**MATERIAL SUPPLIED:**
────
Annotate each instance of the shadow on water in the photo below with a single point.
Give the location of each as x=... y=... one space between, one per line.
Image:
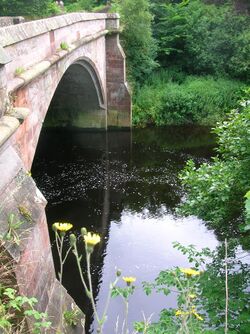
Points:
x=124 y=186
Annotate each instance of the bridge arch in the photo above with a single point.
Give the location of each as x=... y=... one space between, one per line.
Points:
x=79 y=99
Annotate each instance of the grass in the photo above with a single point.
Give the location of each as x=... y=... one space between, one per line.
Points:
x=173 y=98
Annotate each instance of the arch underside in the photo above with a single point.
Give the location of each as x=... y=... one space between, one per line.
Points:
x=78 y=100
────
**WHAT THE TASK ASKS:**
Please set down every line of the records above word for word, leaving out the pictures.

**EXERCISE ANSWER:**
Annotate each instance of the shadow on water in the photo below with a single point.
Give the location of each as x=... y=... one space between, one per line.
Image:
Points:
x=124 y=186
Annotate each instance of the bridge arch in the photo above with a single point.
Give the location of each as x=... y=... one space between, one per line.
Points:
x=79 y=99
Annotate each instance of the grass in the photo above with a single point.
Give the location of each as x=... y=... one space between, one per line.
Points:
x=173 y=98
Annotate each instance of the arch underside in the photo above with a single point.
Give the location of each as x=... y=... one space between, one per line.
Points:
x=78 y=100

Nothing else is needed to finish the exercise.